#### [TEXT PROVIDED]
———

The US Food and Drug Administration (FDA) has made substantial improvements to its inspections of foreign generic pharmaceutical manufacturers, a new report by the Department of Health and Human Services' (HHS) Office of the Inspector General (OIG) claims.
OIG's report, issued on 4 May 2015, was prompted by congressional concerns that FDA lacked sufficient resources to inspect generic pharmaceutical manufacturers, which now make up nearly 80% of the prescriptions filled in the US. Many of those drugs are manufactured—either in part or in whole—abroad, making FDA oversight more difficult.
In response to these concerns, Congress voted to give FDA a significant increase in resources to conduct these inspections under the Generic Drug User Fee Act (GDUFA) provisions of the Food and Drug Administration Safety and Innovation Act (FDASIA) of 2012.
In addition to increasing FDA's funding for generic drug regulatory activities, the law also increased FDA's authority to conduct inspections, detain drugs thought to have been manufactured improperly, and required all manufacturers of generic drugs and active pharmaceutical ingredients to register their facilities with FDA.

———

#### [DATA]
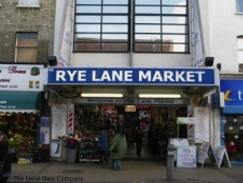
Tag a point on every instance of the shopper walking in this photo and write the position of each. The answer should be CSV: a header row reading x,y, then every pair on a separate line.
x,y
118,147
5,158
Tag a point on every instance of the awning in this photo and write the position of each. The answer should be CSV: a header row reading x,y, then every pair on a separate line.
x,y
11,101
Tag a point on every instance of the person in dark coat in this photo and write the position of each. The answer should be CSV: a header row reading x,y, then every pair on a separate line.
x,y
139,141
5,158
103,145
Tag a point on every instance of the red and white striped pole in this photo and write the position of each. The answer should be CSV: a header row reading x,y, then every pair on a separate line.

———

#### [REQUIREMENT]
In the FDA inspections article above, print the passage that starts at "In response to" and ends at "(FDASIA) of 2012.", word for word.

#### [RESPONSE AREA]
In response to these concerns, Congress voted to give FDA a significant increase in resources to conduct these inspections under the Generic Drug User Fee Act (GDUFA) provisions of the Food and Drug Administration Safety and Innovation Act (FDASIA) of 2012.